## What you are asked to do
Copy out the data from the line with "If you don't mind, please tell me where the railcar roof" to the line with "[0,76,13,103]", both included, without any changes.

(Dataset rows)

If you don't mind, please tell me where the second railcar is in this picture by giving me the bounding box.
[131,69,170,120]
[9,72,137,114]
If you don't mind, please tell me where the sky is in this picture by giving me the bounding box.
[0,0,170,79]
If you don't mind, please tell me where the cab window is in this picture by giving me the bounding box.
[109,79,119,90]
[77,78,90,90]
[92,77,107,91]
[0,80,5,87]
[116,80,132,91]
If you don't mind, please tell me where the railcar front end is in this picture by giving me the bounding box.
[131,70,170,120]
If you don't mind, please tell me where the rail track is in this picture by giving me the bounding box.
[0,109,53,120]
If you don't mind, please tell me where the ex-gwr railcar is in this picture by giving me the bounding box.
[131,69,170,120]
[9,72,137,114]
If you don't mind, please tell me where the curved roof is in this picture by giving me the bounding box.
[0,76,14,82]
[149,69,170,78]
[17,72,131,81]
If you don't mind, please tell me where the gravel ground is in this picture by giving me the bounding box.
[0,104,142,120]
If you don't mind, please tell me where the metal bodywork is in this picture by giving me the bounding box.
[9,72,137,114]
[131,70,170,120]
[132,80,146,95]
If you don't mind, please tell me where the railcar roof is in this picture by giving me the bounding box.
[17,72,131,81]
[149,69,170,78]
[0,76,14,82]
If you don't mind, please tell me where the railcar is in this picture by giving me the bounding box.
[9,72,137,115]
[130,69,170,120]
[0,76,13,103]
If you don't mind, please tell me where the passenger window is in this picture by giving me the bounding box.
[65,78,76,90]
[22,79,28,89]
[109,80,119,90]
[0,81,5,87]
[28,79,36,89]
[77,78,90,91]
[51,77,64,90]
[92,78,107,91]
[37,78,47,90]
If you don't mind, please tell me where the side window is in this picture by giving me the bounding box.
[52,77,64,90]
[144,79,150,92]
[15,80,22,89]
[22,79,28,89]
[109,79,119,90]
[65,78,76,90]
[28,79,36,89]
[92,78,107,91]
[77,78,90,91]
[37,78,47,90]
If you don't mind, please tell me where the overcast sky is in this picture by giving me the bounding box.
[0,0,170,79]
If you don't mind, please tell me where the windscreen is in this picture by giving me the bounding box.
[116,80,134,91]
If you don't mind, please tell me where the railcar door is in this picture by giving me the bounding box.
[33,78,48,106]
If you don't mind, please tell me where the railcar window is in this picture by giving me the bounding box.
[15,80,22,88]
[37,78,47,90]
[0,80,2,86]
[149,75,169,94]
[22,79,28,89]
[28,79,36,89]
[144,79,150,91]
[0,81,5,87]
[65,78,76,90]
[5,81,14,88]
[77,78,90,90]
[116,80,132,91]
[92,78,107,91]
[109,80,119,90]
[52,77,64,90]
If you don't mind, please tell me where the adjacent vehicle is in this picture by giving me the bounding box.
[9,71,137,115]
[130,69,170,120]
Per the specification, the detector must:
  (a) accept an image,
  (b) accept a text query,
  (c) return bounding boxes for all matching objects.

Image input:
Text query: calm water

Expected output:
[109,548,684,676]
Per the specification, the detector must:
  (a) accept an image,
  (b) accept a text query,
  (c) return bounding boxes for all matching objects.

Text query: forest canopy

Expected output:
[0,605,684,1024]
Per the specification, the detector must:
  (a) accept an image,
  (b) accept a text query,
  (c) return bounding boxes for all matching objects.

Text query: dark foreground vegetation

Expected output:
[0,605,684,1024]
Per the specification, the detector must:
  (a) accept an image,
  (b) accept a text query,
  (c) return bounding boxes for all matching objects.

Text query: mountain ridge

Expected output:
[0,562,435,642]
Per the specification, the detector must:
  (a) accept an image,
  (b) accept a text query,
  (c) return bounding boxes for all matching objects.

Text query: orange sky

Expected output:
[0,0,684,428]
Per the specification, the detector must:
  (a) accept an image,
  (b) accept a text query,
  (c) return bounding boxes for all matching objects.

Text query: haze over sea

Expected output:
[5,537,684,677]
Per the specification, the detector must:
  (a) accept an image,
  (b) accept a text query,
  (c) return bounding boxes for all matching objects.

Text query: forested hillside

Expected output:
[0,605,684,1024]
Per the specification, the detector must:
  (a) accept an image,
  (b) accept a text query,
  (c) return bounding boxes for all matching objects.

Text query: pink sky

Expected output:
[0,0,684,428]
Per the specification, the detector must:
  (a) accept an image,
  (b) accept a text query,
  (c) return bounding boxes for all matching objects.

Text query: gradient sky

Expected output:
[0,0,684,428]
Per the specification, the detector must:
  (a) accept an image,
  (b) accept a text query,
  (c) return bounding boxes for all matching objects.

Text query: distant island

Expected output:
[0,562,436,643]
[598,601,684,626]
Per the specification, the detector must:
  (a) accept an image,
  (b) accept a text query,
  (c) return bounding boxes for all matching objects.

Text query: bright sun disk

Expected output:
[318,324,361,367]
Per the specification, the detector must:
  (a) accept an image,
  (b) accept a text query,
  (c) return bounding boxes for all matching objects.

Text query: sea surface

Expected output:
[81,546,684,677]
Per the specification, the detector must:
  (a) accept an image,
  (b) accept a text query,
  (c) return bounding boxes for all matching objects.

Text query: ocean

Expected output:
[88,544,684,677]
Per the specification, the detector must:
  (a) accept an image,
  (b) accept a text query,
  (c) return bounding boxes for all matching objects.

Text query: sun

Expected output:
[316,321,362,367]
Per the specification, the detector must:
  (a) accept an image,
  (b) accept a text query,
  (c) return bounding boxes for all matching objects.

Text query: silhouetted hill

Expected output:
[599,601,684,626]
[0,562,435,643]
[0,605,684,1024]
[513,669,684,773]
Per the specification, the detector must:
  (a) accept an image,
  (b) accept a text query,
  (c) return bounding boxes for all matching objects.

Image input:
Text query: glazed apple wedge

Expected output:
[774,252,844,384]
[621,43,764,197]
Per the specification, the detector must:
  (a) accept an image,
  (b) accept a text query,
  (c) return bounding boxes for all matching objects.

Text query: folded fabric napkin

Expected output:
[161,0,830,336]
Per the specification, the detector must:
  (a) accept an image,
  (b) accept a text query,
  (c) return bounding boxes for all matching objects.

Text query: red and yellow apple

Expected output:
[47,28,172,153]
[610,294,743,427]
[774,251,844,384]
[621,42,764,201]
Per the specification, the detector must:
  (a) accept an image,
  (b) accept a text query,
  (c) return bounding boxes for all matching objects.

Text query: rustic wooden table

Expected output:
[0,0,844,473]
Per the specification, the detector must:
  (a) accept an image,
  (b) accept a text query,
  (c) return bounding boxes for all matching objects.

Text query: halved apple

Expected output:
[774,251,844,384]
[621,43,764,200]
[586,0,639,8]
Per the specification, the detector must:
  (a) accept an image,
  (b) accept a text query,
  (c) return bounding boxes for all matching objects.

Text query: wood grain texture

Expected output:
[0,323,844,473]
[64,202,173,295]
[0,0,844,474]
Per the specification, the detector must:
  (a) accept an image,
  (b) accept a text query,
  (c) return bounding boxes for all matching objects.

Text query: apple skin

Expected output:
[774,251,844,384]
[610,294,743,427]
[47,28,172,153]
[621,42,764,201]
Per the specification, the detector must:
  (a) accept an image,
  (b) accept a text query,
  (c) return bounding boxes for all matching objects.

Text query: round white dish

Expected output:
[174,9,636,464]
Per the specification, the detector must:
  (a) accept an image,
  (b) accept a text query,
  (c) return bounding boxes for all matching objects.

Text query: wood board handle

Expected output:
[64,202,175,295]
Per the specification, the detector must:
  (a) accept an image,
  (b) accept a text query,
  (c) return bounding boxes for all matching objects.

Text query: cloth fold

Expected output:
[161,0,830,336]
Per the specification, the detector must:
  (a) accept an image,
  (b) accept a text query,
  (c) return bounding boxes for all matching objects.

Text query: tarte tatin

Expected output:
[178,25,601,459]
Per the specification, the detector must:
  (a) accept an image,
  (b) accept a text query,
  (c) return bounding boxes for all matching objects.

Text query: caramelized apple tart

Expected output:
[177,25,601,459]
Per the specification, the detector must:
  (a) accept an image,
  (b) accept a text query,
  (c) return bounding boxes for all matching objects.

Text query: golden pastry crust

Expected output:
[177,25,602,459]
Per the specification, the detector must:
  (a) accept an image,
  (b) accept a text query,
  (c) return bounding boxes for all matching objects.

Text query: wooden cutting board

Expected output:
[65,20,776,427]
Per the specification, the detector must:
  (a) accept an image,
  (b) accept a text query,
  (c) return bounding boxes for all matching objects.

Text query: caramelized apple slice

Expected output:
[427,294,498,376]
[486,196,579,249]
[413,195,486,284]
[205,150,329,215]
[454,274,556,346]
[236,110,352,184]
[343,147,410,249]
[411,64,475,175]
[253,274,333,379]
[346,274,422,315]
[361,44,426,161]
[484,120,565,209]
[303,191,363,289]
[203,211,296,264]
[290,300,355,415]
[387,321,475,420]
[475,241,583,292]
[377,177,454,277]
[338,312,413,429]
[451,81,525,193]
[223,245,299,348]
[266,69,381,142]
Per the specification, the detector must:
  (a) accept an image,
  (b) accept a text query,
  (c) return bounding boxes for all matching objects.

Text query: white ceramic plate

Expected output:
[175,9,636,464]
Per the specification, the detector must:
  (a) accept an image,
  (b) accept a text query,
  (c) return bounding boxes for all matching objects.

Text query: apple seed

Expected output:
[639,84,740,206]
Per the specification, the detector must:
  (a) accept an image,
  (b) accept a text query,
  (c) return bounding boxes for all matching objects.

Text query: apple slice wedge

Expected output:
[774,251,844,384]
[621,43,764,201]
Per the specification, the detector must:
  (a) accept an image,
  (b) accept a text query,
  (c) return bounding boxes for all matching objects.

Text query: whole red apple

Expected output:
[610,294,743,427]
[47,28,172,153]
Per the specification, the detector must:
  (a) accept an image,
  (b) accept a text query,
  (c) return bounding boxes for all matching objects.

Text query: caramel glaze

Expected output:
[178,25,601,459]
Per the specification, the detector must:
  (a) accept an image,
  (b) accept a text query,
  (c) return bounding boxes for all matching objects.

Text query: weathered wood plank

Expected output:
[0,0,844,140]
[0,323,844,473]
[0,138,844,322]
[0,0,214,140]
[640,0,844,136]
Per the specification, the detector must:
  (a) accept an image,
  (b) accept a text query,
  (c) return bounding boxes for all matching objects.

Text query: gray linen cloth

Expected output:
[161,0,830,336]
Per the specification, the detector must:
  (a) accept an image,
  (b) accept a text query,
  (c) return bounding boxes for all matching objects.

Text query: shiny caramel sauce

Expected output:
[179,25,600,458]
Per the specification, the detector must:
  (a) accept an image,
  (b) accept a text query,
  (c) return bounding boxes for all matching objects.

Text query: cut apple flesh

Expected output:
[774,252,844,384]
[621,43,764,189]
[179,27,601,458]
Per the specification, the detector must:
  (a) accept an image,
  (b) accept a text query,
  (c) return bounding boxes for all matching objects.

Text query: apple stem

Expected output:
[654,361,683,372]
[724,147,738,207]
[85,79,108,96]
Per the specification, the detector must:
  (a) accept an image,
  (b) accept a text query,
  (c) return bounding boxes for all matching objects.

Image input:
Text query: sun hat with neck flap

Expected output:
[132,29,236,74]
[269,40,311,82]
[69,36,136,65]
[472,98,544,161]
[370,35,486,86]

## Result below
If you don't mind, please tell me where the railcar roof is in this picture by giving me the bounding box.
[17,72,131,81]
[149,69,170,78]
[0,76,14,82]
If you don't mind, please tell me where the railcar is in this picture by giving me the bounding box.
[9,72,137,115]
[130,69,170,120]
[0,76,13,103]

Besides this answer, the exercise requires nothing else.